:: SELECTED EXCERPT ::
....
I have had the privilege of working with almost all of these women at one time or another in my career and if you have not, you should definitely be at this conference. Their work inspires and their presence is powerful.

Here is the description for the event from their website:

The idea for this conference grew from several sources. It has been over fourteen years since the historic conference “Black Women in the Academe: Defending Our Name.” Those of us who are involved in the 2009 conference believe it is time to re-visit some of the issues raised by that successful conference, particularly in light of statistics that show a decline in the number of black faculty on campuses around the country. Additionally, conversations surrounding the issues raised in the edited volume, Telling Histories: Black Women Historians in the Ivory Tower (UNC Press 2008), have spawned interest in the concerns of black women in the academe.  As the contributors to that volume express in so many different ways, black women bring unique experiences to academia, experiences that at once chronicle the advances made in the area of academic diversity and demonstrate the terrain yet to be traveled. The contributors to Telling Histories, and the concerned faculty at Rutgers, believe that a conference that reviews and assesses the scholarship on black women, that explores ways to successfully navigate the academic terrain, and that devises strategies to insure a diverse faculty and curriculum is well worth holding. If Rutgers’ new President’s Council on Institutional Diversity and Equity is any indication, discussions like these are occurring at many academic institutions, and a conference on those who stand at the nexus of racial, ethnic and gender policy is well worth holding.
....
:: DATA ENTRIES ::
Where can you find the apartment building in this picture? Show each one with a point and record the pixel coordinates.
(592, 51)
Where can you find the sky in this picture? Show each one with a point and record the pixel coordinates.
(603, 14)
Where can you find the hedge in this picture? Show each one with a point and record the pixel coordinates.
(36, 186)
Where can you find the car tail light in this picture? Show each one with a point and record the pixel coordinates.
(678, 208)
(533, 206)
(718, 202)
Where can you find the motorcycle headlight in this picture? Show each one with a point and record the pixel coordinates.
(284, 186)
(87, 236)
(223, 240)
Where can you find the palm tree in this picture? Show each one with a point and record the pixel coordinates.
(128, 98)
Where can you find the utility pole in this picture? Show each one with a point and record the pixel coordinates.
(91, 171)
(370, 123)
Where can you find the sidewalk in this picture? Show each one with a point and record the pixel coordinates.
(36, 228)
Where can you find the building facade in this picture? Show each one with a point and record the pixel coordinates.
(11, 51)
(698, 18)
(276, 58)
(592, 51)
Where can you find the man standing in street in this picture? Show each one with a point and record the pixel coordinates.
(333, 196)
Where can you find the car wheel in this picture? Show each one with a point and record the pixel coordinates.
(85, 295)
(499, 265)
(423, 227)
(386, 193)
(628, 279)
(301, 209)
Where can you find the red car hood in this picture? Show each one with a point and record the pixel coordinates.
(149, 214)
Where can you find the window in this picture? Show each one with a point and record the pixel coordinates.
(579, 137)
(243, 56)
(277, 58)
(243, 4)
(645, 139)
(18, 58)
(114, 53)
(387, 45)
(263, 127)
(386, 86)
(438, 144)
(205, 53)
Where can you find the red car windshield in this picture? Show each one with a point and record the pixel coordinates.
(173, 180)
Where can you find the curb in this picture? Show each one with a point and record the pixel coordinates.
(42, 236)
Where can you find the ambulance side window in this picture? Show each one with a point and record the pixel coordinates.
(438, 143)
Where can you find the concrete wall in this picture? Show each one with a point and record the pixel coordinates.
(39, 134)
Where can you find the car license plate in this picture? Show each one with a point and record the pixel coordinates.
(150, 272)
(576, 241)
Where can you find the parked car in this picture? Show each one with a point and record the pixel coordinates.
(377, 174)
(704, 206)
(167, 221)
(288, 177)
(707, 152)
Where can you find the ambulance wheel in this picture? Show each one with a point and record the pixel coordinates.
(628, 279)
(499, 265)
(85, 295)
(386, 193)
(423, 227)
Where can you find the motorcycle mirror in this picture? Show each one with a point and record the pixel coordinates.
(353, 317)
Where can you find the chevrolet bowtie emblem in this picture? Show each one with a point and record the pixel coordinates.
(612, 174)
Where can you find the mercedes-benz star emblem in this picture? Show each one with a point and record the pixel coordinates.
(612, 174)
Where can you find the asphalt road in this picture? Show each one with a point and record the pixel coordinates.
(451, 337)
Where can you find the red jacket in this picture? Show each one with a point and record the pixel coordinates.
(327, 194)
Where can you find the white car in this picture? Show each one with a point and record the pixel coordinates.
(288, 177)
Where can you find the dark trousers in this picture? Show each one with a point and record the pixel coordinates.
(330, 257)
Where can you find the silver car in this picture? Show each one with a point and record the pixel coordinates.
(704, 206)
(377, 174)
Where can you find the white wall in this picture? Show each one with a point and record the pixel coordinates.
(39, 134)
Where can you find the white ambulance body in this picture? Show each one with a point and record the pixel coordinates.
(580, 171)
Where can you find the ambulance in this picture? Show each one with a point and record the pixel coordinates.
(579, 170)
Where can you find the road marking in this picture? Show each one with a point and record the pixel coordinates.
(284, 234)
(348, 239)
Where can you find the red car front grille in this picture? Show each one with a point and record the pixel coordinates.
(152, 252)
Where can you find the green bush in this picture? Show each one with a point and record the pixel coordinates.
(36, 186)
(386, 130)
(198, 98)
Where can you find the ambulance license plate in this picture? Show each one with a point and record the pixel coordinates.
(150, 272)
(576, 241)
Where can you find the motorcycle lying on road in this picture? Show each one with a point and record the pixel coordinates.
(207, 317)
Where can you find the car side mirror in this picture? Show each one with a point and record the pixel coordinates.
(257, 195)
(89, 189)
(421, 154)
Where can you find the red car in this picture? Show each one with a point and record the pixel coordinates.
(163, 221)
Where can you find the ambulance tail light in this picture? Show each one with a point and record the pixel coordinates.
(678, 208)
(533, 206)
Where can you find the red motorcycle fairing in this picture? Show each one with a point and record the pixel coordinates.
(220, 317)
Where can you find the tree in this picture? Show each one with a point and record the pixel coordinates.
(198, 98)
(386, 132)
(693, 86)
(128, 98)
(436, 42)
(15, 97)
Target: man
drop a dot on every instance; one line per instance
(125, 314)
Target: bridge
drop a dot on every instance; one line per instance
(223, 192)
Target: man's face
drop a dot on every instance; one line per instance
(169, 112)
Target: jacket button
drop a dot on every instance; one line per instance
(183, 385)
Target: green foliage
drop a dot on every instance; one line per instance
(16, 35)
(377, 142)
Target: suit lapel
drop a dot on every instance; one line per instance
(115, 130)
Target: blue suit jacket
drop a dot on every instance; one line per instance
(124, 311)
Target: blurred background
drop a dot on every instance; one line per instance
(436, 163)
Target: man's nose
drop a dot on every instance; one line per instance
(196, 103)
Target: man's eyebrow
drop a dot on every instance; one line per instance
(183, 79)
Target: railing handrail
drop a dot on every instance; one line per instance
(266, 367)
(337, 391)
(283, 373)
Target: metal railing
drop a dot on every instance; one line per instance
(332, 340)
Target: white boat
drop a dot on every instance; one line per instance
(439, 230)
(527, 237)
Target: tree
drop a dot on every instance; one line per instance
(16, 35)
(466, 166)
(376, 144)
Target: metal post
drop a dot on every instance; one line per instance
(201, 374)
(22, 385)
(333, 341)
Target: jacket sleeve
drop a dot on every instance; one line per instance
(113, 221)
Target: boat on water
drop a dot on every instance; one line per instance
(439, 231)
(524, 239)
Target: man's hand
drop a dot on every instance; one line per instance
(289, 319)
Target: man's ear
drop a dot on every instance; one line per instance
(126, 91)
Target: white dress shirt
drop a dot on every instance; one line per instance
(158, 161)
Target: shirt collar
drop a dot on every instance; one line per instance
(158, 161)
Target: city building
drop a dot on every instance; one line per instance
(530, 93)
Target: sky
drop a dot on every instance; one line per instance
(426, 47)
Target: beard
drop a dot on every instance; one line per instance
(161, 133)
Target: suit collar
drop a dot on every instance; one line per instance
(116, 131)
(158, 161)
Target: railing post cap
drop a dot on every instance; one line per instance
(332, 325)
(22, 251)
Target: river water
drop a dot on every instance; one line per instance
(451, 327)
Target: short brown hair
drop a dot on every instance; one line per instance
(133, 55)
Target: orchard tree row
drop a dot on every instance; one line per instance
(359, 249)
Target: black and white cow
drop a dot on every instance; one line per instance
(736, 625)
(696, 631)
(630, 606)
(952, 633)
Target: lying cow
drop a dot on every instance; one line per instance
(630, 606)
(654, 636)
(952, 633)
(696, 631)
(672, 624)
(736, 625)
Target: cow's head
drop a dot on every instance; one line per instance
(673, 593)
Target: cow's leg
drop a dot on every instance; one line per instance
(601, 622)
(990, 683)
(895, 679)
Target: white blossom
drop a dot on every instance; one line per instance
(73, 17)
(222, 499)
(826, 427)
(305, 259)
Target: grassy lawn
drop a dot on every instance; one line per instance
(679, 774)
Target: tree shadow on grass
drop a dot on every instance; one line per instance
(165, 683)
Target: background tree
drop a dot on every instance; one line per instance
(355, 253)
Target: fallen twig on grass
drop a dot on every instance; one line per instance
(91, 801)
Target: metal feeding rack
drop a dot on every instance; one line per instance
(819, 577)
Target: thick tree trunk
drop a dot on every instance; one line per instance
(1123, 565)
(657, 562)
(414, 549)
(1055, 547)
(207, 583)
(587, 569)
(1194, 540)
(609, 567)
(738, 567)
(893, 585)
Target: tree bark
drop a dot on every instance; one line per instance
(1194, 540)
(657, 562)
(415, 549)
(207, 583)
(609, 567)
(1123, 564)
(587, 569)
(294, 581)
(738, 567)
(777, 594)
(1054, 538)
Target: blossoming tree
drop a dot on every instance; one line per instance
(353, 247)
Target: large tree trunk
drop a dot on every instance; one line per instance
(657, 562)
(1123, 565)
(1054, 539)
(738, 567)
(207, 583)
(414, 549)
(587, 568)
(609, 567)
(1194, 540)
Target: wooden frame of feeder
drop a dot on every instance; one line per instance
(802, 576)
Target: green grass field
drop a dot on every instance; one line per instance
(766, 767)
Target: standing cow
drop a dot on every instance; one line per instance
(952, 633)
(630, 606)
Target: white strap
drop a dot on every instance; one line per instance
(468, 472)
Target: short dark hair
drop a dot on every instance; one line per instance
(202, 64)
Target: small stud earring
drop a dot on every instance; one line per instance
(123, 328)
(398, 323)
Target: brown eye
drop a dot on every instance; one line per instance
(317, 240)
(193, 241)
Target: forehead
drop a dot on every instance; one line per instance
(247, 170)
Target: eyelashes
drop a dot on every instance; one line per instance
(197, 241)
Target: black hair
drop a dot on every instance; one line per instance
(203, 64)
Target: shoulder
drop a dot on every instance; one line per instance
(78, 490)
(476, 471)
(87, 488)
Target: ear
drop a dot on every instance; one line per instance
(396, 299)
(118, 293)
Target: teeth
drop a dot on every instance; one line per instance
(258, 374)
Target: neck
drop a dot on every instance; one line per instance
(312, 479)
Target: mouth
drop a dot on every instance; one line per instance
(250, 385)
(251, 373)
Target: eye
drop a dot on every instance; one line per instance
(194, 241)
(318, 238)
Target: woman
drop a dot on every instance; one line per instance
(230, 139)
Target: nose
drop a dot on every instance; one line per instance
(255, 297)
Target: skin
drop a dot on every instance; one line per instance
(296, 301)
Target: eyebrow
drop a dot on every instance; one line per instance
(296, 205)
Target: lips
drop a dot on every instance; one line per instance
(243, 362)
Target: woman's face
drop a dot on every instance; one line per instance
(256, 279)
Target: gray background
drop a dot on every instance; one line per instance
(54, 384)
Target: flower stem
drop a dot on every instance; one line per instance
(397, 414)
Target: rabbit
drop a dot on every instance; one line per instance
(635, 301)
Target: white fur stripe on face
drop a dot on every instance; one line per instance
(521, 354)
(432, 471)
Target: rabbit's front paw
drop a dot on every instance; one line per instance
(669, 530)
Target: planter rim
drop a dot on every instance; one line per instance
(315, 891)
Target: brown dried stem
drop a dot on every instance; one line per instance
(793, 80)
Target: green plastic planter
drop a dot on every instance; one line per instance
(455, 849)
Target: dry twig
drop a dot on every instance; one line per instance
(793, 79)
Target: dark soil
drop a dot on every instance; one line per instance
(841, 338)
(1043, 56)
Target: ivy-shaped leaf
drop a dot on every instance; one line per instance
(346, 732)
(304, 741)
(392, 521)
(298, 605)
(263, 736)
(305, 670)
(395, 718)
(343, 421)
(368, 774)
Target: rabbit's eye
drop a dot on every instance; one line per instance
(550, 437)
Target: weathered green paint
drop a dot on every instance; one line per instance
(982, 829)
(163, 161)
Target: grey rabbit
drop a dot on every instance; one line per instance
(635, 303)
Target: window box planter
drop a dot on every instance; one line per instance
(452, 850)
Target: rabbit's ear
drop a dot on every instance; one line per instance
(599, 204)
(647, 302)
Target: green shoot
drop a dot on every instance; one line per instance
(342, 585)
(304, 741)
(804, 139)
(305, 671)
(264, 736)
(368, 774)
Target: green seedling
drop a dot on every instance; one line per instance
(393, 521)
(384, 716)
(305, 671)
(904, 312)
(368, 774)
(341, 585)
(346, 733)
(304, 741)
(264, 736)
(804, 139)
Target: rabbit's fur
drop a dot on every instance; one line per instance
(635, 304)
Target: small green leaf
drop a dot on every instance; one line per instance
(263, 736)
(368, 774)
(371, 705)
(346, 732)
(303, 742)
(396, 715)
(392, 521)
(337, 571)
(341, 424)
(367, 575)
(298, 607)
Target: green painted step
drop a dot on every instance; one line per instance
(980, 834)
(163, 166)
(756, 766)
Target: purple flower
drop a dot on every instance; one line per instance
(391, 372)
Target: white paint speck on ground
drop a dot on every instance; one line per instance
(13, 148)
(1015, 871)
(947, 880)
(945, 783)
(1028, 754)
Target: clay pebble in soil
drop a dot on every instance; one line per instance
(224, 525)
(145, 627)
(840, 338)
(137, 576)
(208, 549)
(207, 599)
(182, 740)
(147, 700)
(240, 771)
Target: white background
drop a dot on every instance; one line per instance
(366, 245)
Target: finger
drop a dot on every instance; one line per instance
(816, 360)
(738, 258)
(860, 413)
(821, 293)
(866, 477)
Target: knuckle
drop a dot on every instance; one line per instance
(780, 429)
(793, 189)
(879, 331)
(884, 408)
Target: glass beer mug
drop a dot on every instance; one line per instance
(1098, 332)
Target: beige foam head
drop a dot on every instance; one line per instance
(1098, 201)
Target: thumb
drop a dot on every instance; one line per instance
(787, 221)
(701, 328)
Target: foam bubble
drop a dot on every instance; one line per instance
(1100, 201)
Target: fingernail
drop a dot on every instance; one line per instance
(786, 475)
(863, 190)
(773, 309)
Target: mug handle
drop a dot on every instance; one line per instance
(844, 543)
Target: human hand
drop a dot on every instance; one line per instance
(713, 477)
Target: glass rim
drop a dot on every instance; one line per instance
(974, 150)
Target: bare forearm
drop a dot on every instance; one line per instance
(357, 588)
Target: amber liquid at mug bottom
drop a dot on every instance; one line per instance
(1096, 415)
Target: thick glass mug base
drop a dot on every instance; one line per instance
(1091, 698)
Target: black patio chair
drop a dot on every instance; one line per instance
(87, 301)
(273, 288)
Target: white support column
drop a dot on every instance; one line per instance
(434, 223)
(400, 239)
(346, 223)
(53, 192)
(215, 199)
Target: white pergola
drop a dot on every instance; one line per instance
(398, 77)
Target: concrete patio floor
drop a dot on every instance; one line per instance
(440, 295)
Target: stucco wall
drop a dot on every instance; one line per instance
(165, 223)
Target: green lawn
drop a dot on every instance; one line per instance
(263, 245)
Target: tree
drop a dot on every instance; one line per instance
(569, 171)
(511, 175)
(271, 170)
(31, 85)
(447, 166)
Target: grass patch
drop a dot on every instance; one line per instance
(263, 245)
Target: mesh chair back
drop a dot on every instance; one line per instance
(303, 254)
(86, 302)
....
:: WORK INSTRUCTIONS ::
Retype the stretch of the conference text from "I have had the" through "presence is powerful.".

:: THE RESPONSE ::
I have had the privilege of working with almost all of these women at one time or another in my career and if you have not, you should definitely be at this conference. Their work inspires and their presence is powerful.